Rescale the records starting at the line containing "Where can the seated" and ending at the line containing "x=316, y=146": copy out every line in that span and no others, multiplying each x and y coordinate in the answers by 0.8 and rounding to whole numbers, with halves rounded up. Leave all other text unchanged.

TASK INPUT ::

####################

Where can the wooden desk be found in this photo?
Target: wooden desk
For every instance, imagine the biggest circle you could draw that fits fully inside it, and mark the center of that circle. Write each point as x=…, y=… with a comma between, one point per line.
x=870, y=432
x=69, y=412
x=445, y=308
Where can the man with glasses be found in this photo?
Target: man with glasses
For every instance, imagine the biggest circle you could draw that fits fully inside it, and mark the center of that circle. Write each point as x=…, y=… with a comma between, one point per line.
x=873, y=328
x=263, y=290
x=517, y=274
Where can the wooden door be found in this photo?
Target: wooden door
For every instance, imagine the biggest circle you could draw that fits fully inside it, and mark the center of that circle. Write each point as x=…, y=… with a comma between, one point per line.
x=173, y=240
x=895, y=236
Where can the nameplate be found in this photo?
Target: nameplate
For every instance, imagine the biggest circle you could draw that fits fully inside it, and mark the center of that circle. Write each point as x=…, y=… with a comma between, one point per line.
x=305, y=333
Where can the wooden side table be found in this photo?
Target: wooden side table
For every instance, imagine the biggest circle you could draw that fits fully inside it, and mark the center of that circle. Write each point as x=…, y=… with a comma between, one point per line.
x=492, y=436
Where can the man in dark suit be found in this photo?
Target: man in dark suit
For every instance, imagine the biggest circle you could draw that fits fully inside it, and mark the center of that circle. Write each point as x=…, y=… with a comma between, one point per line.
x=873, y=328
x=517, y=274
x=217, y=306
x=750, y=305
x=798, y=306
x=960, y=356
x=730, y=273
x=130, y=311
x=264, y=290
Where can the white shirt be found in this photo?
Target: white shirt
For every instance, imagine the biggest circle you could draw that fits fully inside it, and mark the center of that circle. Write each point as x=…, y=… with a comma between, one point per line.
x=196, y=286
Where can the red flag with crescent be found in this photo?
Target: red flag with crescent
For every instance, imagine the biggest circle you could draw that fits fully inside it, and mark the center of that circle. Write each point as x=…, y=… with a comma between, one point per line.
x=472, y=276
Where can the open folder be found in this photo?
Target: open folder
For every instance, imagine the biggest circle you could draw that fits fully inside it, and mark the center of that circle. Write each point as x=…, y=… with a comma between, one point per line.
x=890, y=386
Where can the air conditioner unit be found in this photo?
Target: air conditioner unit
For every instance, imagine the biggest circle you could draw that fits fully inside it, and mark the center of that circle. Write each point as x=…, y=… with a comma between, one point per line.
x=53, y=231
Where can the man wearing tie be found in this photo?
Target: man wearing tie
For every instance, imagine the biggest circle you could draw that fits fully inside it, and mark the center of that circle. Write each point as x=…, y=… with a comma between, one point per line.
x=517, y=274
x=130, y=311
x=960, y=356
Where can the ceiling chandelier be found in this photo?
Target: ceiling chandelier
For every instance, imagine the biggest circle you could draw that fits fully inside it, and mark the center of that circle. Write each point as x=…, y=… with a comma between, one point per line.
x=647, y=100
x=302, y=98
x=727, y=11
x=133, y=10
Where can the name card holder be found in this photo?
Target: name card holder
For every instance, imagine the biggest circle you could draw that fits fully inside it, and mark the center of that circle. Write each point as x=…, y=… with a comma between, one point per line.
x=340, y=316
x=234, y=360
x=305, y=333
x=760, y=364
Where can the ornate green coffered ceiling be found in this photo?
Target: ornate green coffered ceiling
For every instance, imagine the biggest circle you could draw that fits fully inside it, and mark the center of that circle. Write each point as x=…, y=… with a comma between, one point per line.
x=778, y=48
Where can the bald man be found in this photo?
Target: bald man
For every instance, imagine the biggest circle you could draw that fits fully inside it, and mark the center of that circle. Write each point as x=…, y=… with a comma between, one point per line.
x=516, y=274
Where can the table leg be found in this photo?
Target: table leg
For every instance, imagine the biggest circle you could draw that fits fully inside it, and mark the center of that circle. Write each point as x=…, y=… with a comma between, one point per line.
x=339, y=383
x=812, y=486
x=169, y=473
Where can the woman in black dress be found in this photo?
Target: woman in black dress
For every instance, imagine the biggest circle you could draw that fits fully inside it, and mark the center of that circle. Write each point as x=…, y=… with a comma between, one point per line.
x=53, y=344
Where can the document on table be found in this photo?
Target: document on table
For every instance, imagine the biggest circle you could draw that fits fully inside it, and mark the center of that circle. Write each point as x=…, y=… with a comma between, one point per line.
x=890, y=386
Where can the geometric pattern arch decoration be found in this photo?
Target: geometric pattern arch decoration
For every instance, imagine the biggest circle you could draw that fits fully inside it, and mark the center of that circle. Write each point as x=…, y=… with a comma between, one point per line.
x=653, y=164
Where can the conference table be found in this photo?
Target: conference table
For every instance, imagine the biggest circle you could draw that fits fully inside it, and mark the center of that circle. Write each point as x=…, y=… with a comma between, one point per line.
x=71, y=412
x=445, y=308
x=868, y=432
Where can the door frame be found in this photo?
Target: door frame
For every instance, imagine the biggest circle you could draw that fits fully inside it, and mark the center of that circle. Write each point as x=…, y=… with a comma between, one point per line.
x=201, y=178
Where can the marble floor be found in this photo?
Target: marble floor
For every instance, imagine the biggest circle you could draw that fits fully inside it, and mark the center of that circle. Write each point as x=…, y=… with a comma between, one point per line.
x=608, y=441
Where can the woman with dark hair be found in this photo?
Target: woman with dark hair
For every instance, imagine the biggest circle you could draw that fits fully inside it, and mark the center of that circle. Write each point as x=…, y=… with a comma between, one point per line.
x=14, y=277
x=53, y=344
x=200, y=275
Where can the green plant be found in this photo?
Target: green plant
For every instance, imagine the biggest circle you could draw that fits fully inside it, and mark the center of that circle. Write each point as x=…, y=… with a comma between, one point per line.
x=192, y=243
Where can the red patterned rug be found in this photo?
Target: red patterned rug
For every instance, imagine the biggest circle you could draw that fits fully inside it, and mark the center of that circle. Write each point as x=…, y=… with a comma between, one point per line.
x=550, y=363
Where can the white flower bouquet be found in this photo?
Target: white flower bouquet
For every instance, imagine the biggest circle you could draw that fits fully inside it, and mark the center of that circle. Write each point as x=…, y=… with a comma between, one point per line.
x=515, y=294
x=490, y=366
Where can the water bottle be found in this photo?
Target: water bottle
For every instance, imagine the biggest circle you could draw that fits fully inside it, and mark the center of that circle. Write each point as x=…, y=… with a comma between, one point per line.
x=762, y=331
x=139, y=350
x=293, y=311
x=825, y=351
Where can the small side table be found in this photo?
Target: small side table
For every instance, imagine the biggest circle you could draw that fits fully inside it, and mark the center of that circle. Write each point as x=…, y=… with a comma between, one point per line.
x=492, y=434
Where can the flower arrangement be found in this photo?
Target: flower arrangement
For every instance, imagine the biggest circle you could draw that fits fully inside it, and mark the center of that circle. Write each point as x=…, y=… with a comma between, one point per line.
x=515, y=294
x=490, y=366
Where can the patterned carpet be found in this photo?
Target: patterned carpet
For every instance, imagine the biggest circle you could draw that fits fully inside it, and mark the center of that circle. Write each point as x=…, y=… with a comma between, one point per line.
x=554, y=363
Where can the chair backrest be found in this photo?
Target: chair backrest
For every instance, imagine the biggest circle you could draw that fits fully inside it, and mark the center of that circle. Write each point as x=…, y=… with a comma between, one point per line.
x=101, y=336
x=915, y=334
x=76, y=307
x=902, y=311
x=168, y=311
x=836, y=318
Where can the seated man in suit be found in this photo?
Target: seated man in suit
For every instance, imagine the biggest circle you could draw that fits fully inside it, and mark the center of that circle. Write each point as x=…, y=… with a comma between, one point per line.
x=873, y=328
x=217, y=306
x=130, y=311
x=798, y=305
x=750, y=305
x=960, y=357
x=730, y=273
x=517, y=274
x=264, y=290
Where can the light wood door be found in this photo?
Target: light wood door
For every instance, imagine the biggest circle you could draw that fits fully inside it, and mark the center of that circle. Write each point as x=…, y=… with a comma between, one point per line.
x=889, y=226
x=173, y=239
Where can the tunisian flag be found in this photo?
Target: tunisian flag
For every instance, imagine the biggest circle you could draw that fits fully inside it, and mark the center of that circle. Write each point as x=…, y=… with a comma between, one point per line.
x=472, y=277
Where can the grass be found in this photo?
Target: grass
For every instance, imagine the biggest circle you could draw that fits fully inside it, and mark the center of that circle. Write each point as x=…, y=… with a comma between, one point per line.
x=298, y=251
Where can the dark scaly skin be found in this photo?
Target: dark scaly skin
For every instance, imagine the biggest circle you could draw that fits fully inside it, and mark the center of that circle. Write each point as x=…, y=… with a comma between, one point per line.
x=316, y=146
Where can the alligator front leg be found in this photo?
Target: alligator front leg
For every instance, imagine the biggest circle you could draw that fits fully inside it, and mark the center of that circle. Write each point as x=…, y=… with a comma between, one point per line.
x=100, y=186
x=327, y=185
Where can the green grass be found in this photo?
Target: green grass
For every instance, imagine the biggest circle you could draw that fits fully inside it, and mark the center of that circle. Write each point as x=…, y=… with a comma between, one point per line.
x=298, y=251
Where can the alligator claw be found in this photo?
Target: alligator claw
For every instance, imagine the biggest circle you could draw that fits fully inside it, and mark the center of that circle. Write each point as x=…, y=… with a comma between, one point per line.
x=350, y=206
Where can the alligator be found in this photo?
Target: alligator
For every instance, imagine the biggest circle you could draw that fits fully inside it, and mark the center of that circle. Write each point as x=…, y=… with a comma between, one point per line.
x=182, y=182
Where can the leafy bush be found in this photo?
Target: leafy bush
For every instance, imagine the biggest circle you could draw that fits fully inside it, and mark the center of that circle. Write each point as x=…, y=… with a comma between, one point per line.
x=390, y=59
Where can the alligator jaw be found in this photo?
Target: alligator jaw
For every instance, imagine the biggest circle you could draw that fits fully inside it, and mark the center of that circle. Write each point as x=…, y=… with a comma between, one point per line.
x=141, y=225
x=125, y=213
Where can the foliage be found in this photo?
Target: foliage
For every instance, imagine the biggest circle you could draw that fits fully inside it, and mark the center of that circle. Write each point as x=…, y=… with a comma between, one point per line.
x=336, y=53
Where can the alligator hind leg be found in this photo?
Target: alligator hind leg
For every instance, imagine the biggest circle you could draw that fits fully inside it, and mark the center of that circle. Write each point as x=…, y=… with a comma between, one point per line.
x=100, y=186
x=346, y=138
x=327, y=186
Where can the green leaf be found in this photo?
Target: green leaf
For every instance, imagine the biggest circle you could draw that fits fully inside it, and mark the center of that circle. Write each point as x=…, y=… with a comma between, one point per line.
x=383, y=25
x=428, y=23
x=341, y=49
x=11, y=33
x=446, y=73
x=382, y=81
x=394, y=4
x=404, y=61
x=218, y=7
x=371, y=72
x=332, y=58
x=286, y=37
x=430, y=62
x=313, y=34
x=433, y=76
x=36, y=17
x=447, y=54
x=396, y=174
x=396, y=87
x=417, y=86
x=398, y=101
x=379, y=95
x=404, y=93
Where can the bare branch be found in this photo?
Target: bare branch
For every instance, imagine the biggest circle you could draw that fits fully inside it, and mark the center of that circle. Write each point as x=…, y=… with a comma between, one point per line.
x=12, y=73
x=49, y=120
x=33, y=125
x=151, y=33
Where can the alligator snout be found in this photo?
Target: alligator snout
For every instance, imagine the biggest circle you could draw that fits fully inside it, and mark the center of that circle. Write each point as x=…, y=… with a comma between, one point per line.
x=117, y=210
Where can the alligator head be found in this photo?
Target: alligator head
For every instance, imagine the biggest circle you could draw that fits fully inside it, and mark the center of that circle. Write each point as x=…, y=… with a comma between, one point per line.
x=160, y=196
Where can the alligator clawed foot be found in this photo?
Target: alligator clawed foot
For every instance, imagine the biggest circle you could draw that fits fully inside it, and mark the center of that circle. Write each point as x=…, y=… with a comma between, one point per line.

####################

CORRECT RESPONSE ::
Where can the seated man in suit be found in this photo?
Target: seated man in suit
For every instance, imagine the biggest circle you could draw that fits fully inside it, and mark the center of that circle. Write each point as x=…, y=… with a comma between, one point per line.
x=698, y=262
x=174, y=245
x=104, y=249
x=638, y=244
x=600, y=244
x=768, y=286
x=584, y=218
x=414, y=219
x=211, y=232
Where can the light wood door be found in this photo?
Target: light wood door
For every instance, imagine the biggest circle you could draw that fits fully inside it, and mark the center of that circle. Write each point as x=…, y=… with a comma between, one point per line.
x=711, y=181
x=138, y=191
Where can the tunisian flag be found in this photo?
Target: tunisian flag
For every instance, imagine the biggest circle you could draw that fits fully inside it, and mark the center of that circle. Write each point as x=…, y=… with a comma between, one point per line.
x=378, y=222
Where can the grass be found in this photo?
Target: grass
For every instance, imagine the biggest circle you could draw that fits fully inside it, and mark the center of that circle. Write each point as x=…, y=… with a comma between, one point per line.
x=238, y=201
Where can the dark scaly skin be found in this photo?
Target: dark scaly skin
For every instance, imagine the biggest circle you could draw that fits fully inside it, and mark the center of that circle. Write each point as x=…, y=… with a comma between, one point per line.
x=253, y=117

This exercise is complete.